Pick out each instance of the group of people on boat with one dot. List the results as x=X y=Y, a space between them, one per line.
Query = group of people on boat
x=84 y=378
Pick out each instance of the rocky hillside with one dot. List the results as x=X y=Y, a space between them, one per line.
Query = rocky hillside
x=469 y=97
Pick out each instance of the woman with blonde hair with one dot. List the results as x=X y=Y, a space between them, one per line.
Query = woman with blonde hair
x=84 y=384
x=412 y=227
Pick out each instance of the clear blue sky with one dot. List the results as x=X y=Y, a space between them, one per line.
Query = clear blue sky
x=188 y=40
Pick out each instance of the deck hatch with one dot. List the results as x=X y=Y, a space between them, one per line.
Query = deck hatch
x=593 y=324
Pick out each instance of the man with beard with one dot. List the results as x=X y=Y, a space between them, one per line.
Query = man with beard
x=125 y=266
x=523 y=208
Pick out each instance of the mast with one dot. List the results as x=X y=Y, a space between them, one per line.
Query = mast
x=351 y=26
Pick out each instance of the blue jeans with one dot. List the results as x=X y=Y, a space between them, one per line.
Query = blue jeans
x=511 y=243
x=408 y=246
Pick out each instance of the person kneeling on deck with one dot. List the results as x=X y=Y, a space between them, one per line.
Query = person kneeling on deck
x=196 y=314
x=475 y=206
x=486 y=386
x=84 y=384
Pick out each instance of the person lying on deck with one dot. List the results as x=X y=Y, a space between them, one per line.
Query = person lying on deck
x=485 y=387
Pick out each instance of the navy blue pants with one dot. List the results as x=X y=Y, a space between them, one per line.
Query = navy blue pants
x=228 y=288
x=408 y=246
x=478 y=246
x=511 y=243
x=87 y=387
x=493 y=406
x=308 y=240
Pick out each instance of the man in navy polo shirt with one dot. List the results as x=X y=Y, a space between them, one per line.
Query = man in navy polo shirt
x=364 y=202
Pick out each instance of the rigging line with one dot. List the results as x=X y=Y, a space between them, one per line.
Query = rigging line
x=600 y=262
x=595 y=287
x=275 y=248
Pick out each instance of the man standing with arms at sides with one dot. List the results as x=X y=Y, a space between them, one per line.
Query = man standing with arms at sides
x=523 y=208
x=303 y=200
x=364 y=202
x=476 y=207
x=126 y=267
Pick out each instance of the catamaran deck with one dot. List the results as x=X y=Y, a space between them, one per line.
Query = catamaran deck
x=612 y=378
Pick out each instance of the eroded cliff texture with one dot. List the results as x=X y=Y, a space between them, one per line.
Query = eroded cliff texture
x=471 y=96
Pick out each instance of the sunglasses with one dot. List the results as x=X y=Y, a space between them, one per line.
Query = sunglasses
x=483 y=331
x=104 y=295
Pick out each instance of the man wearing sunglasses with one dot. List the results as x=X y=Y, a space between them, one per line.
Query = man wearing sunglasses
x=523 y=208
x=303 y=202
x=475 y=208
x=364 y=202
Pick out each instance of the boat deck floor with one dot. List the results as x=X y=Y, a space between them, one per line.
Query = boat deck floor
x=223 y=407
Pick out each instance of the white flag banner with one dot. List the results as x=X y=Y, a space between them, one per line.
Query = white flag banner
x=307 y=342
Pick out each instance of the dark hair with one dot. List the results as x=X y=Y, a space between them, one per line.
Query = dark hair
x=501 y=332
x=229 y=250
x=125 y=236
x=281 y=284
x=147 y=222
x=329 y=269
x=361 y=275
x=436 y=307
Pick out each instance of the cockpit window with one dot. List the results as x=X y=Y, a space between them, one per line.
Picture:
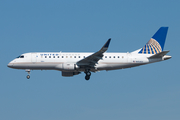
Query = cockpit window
x=21 y=56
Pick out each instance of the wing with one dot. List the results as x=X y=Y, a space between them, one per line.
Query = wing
x=91 y=60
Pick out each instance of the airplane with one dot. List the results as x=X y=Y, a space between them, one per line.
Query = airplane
x=73 y=63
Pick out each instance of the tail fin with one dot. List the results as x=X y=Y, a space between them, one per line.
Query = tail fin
x=156 y=43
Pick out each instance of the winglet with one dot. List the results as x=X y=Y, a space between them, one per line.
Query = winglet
x=156 y=43
x=106 y=45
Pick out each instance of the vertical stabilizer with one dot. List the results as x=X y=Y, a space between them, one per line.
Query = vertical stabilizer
x=156 y=43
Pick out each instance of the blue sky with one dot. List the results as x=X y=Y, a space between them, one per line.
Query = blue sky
x=146 y=92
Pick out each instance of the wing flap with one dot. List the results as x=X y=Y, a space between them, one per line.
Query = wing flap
x=159 y=55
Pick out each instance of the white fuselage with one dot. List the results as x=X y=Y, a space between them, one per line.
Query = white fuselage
x=66 y=61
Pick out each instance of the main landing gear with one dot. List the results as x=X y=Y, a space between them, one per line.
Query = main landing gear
x=28 y=71
x=88 y=74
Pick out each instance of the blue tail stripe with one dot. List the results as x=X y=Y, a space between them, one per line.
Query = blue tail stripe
x=160 y=36
x=156 y=43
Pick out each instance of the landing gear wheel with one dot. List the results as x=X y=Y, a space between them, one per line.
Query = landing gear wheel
x=28 y=76
x=87 y=77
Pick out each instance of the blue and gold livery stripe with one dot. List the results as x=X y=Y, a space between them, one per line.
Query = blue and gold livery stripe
x=152 y=47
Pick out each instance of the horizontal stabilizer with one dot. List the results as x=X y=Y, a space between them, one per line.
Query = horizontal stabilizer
x=159 y=55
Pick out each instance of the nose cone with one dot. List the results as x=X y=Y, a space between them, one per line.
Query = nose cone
x=10 y=65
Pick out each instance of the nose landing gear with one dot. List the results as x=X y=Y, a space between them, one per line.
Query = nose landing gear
x=28 y=71
x=88 y=74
┄┄┄┄┄┄┄┄┄┄┄┄┄┄┄┄┄┄┄┄
What is being asked
Output only a verbatim copy of the lines spanning from the line that contains "Query = blue tail stripe" to the end of the records above.

Task response
Query = blue tail stripe
x=160 y=36
x=156 y=43
Pick out each instance of the landing gear wheel with one dot. List the results as x=X y=Y, a space between them, one per line.
Query = landing gear wheel
x=28 y=76
x=87 y=77
Pick out each instance of the blue and gold livery stripe with one dot. List the results as x=X y=Y, a space between them, one per line.
Query = blue and gold livery stripe
x=152 y=47
Pick out each instance of the horizontal stabilizer with one dot. List the results as x=X y=Y, a space between them, one per line.
Query = horizontal stabilizer
x=159 y=55
Pick out each instance of the nose cone with one dot. List the results as x=X y=Y, a space between them, one per line.
Query = nose cone
x=10 y=65
Pick out each instance of the nose landing gear with one dot. List the results as x=X y=Y, a space between them, one per line.
Query = nose landing gear
x=28 y=71
x=88 y=74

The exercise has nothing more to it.